Le condizioni per le iniziative democratiche dirette sono notevolmente cambiate anche a causa della generale situazione di crisi. Questo cambiamento della situazione, evidente anche nelle elezioni, va tenuto in considerazione se si vogliono rendere effettivamente utilizzabili gli strumenti di democrazia diretta.
Proprio gli ostacoli come quelli sopra elencati hanno spinto la Commissione per i Diritti Umani delle Nazioni Unite, con la sentenza su una querela promossa da cittadini italiani, a chiedere allo Stato italiano di eliminarli e rendere così possibile l’esercizio dei diritti di co-determinazione democratica diretta.

(Voci tratte da una raccolta)
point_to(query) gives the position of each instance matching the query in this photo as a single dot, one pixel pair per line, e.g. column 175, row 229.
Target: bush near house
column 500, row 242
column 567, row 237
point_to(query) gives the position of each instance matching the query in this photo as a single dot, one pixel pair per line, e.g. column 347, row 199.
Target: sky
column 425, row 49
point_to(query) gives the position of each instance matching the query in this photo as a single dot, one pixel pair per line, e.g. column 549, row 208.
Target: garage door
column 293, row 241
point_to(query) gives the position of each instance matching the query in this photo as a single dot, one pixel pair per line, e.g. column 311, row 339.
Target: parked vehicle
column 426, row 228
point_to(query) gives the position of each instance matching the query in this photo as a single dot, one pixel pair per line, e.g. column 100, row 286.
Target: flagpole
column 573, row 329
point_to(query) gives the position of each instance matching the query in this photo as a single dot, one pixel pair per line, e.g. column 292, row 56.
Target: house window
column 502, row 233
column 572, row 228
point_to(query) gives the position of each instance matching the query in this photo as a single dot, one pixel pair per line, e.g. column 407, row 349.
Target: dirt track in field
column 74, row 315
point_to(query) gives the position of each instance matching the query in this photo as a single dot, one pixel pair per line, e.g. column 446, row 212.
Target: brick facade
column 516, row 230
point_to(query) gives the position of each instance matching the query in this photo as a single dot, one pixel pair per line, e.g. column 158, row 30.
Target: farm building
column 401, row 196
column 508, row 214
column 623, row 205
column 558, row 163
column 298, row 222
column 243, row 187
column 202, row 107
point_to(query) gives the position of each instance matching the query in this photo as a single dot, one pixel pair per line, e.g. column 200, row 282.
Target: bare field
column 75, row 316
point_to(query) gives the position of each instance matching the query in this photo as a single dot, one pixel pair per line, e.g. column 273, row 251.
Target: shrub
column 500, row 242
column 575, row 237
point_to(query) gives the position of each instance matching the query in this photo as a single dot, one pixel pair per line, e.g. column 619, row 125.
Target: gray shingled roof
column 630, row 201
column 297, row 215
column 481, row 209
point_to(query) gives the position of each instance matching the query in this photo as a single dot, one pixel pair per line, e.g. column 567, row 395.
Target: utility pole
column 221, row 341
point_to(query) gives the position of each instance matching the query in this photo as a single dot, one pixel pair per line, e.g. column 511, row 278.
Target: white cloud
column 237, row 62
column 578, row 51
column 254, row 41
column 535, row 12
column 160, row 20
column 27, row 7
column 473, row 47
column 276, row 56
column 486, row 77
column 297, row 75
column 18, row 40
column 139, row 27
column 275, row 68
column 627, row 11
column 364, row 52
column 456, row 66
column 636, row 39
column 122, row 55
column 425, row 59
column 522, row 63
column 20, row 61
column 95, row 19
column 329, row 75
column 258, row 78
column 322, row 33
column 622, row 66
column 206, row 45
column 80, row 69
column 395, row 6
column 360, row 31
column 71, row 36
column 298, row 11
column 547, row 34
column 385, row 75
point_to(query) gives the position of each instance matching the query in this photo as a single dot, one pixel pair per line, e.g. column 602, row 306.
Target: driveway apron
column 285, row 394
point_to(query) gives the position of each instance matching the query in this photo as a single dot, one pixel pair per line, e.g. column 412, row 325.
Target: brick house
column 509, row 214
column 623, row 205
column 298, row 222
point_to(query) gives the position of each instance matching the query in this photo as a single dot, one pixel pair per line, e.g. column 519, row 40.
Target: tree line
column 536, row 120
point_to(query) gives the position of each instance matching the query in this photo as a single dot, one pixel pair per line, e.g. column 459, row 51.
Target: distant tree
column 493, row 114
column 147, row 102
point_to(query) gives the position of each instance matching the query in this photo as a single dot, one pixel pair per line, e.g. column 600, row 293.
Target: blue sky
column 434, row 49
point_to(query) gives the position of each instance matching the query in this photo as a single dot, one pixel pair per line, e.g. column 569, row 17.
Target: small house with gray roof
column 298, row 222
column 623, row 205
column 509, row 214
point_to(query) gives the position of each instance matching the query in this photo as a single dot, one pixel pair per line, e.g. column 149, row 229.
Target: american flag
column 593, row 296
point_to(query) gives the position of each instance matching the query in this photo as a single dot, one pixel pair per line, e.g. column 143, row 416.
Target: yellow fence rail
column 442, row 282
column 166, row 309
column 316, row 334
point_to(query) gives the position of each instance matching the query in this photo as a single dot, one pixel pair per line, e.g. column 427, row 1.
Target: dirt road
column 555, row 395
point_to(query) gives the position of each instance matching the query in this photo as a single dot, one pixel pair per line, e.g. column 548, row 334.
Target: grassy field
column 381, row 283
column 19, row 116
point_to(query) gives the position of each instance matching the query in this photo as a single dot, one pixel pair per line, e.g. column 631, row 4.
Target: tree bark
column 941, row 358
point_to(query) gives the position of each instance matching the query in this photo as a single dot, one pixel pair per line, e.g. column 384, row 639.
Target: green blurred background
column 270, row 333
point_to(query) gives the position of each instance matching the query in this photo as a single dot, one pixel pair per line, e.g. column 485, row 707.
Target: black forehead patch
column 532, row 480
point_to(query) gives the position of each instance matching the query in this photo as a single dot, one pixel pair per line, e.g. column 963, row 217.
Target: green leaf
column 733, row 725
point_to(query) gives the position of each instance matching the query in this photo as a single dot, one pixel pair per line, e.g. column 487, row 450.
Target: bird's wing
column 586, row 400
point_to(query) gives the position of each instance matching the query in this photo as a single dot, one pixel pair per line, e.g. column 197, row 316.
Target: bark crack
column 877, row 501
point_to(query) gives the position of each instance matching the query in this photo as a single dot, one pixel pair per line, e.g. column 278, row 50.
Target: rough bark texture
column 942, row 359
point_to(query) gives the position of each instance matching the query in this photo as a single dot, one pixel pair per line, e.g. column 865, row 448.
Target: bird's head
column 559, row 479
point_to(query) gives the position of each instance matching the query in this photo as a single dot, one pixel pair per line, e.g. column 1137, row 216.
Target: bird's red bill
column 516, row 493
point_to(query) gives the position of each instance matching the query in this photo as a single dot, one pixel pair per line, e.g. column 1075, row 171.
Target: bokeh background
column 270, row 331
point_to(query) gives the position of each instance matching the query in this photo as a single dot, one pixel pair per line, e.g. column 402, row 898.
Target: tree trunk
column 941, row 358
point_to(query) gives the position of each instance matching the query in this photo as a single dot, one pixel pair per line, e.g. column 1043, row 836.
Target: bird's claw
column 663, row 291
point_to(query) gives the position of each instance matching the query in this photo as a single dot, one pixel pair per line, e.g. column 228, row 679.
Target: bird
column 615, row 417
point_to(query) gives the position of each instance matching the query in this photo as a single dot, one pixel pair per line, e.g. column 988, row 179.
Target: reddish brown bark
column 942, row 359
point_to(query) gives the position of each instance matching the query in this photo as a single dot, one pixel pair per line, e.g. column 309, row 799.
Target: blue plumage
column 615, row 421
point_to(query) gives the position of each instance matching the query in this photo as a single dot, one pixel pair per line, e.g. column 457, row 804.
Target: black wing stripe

__Consegna 1__. Nel testo sulla democrazia diretta, quale organismo ha chiesto allo Stato italiano di eliminare gli ostacoli?
__Consegna 2__. Nel testo sulla democrazia diretta, a quali sostantivi si riferisce l'aggettivo «diretto», in qualunque sua forma? Elencali tutti.
__Consegna 3__. Prosegui il testo sulla democrazia diretta dal punto in cui si interrompe.

__Risposta scritta 1__. La Commissione per i Diritti Umani delle Nazioni Unite.

__Risposta scritta 2__.
- iniziative (iniziative democratiche dirette)
- democrazia (democrazia diretta)
- co-determinazione (co-determinazione democratica diretta)

__Risposta scritta 3__.
L’Italia ha risposto in parte a questa richiesta introducendo la raccolta delle firme online a livello nazionale. La maggioranza al potere nel Consiglio provinciale in Alto Adige non ha risposto ai ripetuti inviti dell’Iniziativa per più democrazia di creare questa possibilità anche in Alto Adige.
Nelle condizioni descritte, nessuna di queste deficienze può essere sanata né da iniziative popolari né da referendum. Possono essere eliminati solo da una maggioranza nel Consiglio provinciale formata da quei partiti che finora hanno sostenuto gli sforzi per una maggiore democrazia.